== Segment start ==

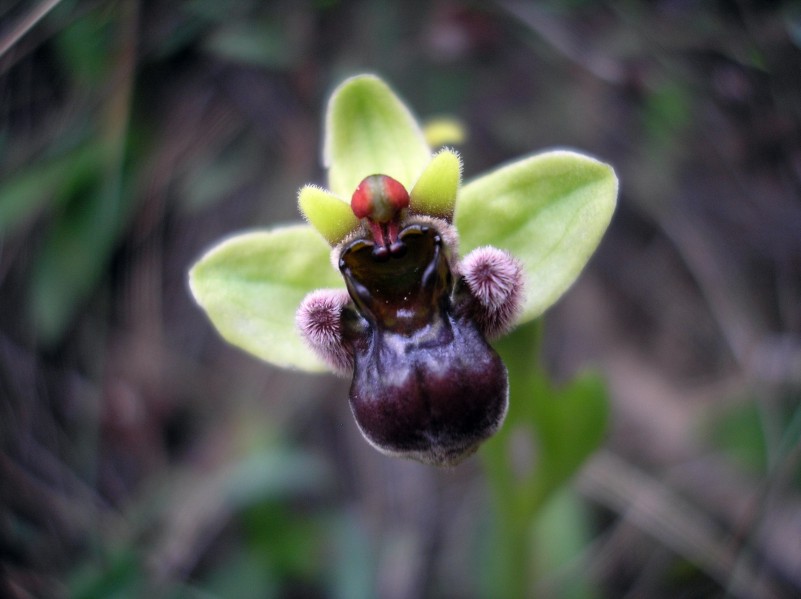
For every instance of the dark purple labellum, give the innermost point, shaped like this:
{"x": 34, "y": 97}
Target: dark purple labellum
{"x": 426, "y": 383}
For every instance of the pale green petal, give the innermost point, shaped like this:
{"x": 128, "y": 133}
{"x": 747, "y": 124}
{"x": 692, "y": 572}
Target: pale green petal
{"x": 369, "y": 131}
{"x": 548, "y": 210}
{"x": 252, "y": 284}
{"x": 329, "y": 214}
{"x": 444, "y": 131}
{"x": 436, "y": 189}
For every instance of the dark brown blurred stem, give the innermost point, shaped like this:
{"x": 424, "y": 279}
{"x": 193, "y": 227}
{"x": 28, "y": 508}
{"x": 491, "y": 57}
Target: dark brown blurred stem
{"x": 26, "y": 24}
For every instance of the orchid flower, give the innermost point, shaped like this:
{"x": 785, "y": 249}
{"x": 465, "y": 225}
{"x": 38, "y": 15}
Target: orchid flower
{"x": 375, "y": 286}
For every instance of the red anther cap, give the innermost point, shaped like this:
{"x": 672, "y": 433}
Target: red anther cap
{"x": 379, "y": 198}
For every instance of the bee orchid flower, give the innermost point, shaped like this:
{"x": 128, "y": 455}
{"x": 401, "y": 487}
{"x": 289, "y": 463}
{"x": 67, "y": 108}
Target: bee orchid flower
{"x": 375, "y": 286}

== Segment end ==

The lines holding the word "give" are the answer. Find them in the entries and copy them.

For every instance of the dark purple labellum, give the innermost point, shaped like this:
For every instance of the pale green petal, give the innermost point, shaped like this:
For every instance of the dark brown blurred stem, give the innermost point, shaped like this:
For every instance of the orchid flower, give the innermost point, shaped like this:
For every instance of the red anther cap, give the innermost point, shaped like this:
For every instance of the bee orchid flower, give the innermost point, shaped like this:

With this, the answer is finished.